Set down the first line below and each line after it, ending with the one that holds "Target: building window". Pictures do not belong in the copy.

*** Input material ***

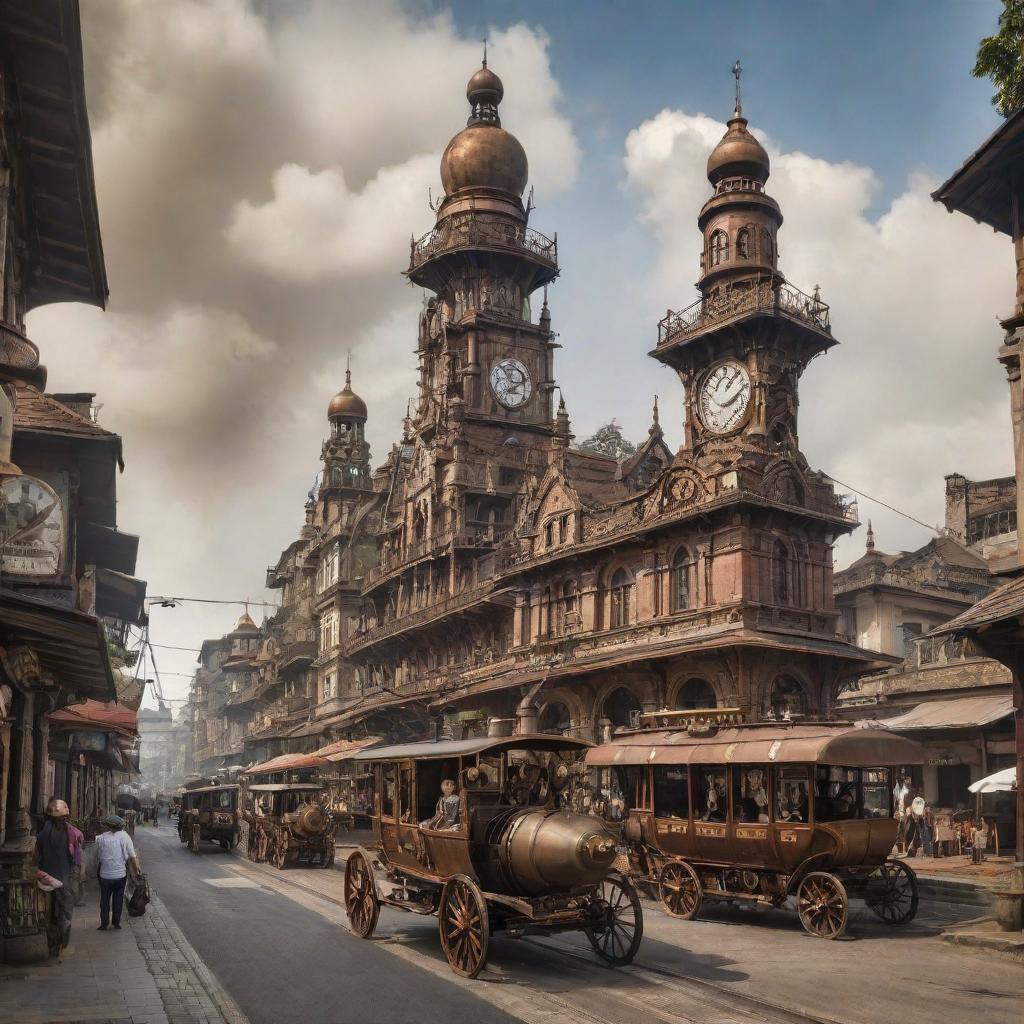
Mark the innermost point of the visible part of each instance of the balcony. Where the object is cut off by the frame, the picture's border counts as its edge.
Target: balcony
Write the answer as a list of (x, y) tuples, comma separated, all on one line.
[(761, 297), (15, 349), (435, 610), (473, 230)]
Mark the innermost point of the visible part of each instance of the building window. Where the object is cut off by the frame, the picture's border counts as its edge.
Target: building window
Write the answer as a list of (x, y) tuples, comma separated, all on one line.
[(622, 594), (681, 580), (719, 248), (787, 698), (781, 592), (695, 693)]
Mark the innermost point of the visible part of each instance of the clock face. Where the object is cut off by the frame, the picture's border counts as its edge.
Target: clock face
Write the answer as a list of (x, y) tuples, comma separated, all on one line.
[(31, 526), (510, 382), (724, 396)]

*** End of Input material ***

**Exercise solution**.
Mark the innermost point of the visible part of each instance of the balcony. Where the object is cut off by the frame, the picture's border counts as its edge.
Target: balcony
Write the answer as a list of (x, y) tuples, comma separated, all on one line.
[(761, 297), (15, 349), (435, 610), (473, 230)]
Mark the innermost point of the visible part of each instance of the building window. Where the object is cut off by the frame, the picture's border counts as its edge.
Target: building window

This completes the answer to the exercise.